» **TASK TO COMPLETE**: Your answer should be an exact copy of every record.

**** SOURCE DATA ****

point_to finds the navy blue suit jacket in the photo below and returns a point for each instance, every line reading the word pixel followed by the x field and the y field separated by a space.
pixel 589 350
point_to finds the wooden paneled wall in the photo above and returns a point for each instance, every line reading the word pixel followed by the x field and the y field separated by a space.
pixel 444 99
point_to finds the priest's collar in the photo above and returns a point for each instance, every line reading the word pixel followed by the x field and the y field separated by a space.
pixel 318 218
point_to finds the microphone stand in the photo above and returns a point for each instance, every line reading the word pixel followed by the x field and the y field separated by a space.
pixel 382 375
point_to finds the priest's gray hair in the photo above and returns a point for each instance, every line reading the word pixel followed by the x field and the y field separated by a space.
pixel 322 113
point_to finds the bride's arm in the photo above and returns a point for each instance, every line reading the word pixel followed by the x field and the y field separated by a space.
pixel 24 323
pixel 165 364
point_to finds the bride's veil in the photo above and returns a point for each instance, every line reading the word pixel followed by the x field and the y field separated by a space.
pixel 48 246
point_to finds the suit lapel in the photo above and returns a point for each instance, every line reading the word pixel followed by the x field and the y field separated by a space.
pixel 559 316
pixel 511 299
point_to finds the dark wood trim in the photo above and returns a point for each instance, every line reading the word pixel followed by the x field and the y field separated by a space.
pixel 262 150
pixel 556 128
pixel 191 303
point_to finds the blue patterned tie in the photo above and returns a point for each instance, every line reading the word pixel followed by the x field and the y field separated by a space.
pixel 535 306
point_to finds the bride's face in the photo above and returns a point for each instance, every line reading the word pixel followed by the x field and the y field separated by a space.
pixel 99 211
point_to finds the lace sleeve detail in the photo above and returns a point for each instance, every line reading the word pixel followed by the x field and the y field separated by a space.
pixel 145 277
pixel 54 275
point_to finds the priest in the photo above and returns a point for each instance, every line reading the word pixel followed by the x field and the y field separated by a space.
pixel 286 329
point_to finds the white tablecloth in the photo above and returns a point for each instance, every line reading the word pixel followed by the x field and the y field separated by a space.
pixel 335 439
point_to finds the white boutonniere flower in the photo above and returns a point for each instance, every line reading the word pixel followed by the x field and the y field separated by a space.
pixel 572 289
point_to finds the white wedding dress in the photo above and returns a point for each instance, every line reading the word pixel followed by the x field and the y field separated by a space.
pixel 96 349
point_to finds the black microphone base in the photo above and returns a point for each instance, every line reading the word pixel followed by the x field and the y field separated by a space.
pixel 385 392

****

» **RESULT FOR THIS EXERCISE**:
point_to finds the navy blue suit jacket in the photo below and returns a point for each instance, every line reading the word pixel followed by the x field and the y field separated by a space.
pixel 589 350
point_to finds the wooden paneled wall in the photo above and returns a point for each instance, every line reading the word pixel followed by the x field and the y field separated by a space.
pixel 444 99
point_to finds the priest's collar in the photo above and returns a point for each instance, every line reading the word pixel followed by the x field and the y field separated by a space.
pixel 318 218
point_to finds the microphone stand in the photo above and returns a point for each instance, every line reading the word pixel followed by the x field and the y field separated by a space.
pixel 382 375
point_to finds the priest's gray hair in the photo above and returns a point for each instance, every line reading the word pixel followed by the x field and the y field separated by a space.
pixel 322 113
point_to finds the bride's arm in the photo above and returns a point for each instance, every line reading the word pixel followed by the x field and the y field separated by a space.
pixel 24 323
pixel 165 364
point_to finds the bride's veil in the photo above and returns a point for each instance, every line reading the word pixel followed by the x field and the y field separated by a space.
pixel 48 246
point_to finds the suit lapel in the photo above and returns a point for each instance, every line reading the word pixel followed by the x field and the y field separated by a space.
pixel 559 316
pixel 511 299
point_to finds the dark wood trim in the photo above and returns a point for each instance, every line reading the word pixel followed by the x field and the y field separated by a space.
pixel 262 150
pixel 556 128
pixel 191 303
point_to finds the blue patterned tie in the photo above and returns a point for each instance, every line reading the word pixel followed by the x field and the y field separated by a space.
pixel 535 306
point_to finds the bride's face in the photo above and returns a point for each instance, every line reading the word pixel followed by the x field and the y field separated by a space.
pixel 99 211
point_to finds the lace sleeve detail in the photo above and returns a point for each instance, every line reading the word pixel followed by the x field and the y field separated by a space.
pixel 145 277
pixel 54 275
point_to finds the priest in the photo above and returns a point for each instance, every line reading the word pixel followed by the x field and the y field separated by a space.
pixel 286 329
point_to finds the white tablecloth in the photo above and returns a point for each instance, every line reading the word pixel followed by the x field and the y field separated by a space.
pixel 335 439
point_to finds the white boutonniere flower in the photo above and returns a point for each instance, every line reading the word pixel followed by the x field and the y field separated by a space.
pixel 572 289
point_to finds the white wedding dress in the photo above and returns a point for each instance, every line reading the word pixel followed by the x field and the y field separated by a space.
pixel 96 349
point_to finds the black microphone base in the photo above and returns a point for each instance, every line reading the word pixel followed by the x field and the y field separated by a space.
pixel 385 392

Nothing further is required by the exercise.